- **Goal a**
Summarize the trip report below in exactly three sentences.

########################################

Well we have been back for almost two weeks now so time to get this written up!

We (husband and I, 61 and 53) flew WestJet from Saskatoon to HUX, connecting in Calgary- our usual flight pattern when going to both Huatulco or Zihuatanejo, our two favourite place in Mexico. I had just taken my 80 year old mom to Zihua in late November for ten days so that's why we chose Huatulco for this 2 week trip. B has been there 3 times now and this was my fifth or sixth trip (getting old and the memory is wonky).

I had always stayed in Huatulco but this time we decided to try staying in the Mazunte/San Augustinillo area for the first week and then Huatulco the second week. I let the man choose the hotels this time (usually my job) and he did a good job. He wanted to stay at the Quinta Bella again as he prefers beachfront hotels and we enjoyed it there a couple years ago.

For the first week he picked Casa Malaguena in San Augustinillo which was a great location, on top of the hill separating it and Mazunte, so a short walk to either town.

https://casa-boutique-la-malaguena.negocio.site/?utm_source=gmb&utm_medium=referral

The boutique hotel has only 6 rooms and the most gorgeous views (see pics). Lovely place, newer and quite comfortable. We had Room #2 and it has a king bed (comfortable) and a big bathroom with shower and also had a coffee maker and fridge. A/C worked well but the WiFi was pretty poor. Our deck was HUGE with a 300 degree view of the surrounding mountains and the entire beach. Gorgeous. Smoking is allowed there in the common areas outdoors, if anyone cares about that.

We had breakfasts included and they were basic but good (eggs any way, coffee, tortillas, and either bacon or chorizo). Small pool and there was also a bar but unfortunately while we were there it wasn't really open, although we could grab beers from the cooler and just get the pesos to the woman who was the acting manager while we were there- apparently the owners had had 'an accident' (we never did find out more info) and were absent that week- too bad as we had heard very good things about them. But the replacement did a fine job and was very helpful and knowledgeable. The hotel was very quiet, only three of the rooms were occupied this week and everyone was friendly but sort of kept their distance. Dead quiet at night, not a party area or hotel at all.

Our only negatives with this hotel was the STEEP climb to get up the hill (like 60-70% grade, the taxis wouldn't even go up, they would drop us at the foot of the hill, lol) and the poor/patchy Wifi and also they really need to up their game with the furniture in the common areas- only two VERY uncomfortable chairs on our deck and a tiny table, and two loungers by the pool so it could really only be used by two people at a time. They could add some hammocks and a few more comfortable chairs and a couple loungers would be nice on the decks.

########################################

- **Goal b**
Reproduce the rows word for word, beginning with the line that contains "target: boat hull" and continuing through the last row, with both of those lines included.

########################################

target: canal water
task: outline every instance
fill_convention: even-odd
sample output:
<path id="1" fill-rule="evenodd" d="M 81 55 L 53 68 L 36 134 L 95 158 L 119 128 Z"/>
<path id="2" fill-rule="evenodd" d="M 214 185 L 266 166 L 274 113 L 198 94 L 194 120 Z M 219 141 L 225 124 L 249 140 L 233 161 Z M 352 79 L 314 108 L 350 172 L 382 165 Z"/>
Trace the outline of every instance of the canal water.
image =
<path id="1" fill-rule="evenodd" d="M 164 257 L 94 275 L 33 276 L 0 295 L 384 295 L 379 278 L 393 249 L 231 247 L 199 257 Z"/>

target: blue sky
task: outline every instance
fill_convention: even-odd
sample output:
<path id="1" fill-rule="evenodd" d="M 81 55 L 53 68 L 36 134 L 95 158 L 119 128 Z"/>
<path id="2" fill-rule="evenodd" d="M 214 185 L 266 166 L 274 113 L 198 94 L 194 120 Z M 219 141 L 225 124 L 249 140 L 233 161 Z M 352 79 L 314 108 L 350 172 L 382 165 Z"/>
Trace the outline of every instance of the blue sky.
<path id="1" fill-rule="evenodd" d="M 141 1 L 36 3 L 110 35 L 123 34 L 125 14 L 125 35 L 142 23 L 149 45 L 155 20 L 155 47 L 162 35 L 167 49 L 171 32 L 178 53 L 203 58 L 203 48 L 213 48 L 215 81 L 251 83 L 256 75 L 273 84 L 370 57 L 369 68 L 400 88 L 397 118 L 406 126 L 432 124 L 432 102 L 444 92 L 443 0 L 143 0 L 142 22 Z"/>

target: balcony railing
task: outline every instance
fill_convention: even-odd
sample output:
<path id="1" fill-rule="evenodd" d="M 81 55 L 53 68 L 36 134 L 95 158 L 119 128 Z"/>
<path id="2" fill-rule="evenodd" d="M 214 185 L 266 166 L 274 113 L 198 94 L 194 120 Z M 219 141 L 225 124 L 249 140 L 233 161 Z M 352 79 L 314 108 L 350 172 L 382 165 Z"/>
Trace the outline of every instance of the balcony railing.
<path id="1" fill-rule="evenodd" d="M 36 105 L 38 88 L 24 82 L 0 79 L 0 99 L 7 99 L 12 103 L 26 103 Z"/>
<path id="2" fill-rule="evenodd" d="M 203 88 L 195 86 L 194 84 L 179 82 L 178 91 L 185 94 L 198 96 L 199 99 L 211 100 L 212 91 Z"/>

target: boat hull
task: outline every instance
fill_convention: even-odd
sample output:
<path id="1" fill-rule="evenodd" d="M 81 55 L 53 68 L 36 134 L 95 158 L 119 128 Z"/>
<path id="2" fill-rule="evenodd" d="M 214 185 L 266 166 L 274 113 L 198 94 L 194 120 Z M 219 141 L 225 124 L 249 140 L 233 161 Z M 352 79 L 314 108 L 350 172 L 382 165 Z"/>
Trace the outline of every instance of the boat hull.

########################################

- **Expected output a**
A couple aged 61 and 53 flew WestJet from Saskatoon to Huatulco through Calgary for a two-week trip, spending the first week in the Mazunte/San Augustinillo area and the second in Huatulco. Their first hotel, Casa Malaguena in San Augustinillo, is a six-room boutique hotel on the hill between San Augustinillo and Mazunte, with striking views, a comfortable room, a huge deck, basic but good included breakfasts, and very quiet nights. Its drawbacks were the steep climb up the hill, poor and patchy WiFi, and too little comfortable furniture in the common areas and on the deck.

- **Expected output b**
target: boat hull
task: outline every instance
fill_convention: even-odd
sample output:
<path id="1" fill-rule="evenodd" d="M 81 55 L 53 68 L 36 134 L 95 158 L 119 128 Z"/>
<path id="2" fill-rule="evenodd" d="M 214 185 L 266 166 L 274 113 L 198 94 L 194 120 Z M 219 141 L 225 124 L 249 140 L 233 161 Z M 352 79 L 314 108 L 350 172 L 382 165 Z"/>
Trace the outline of every instance of the boat hull.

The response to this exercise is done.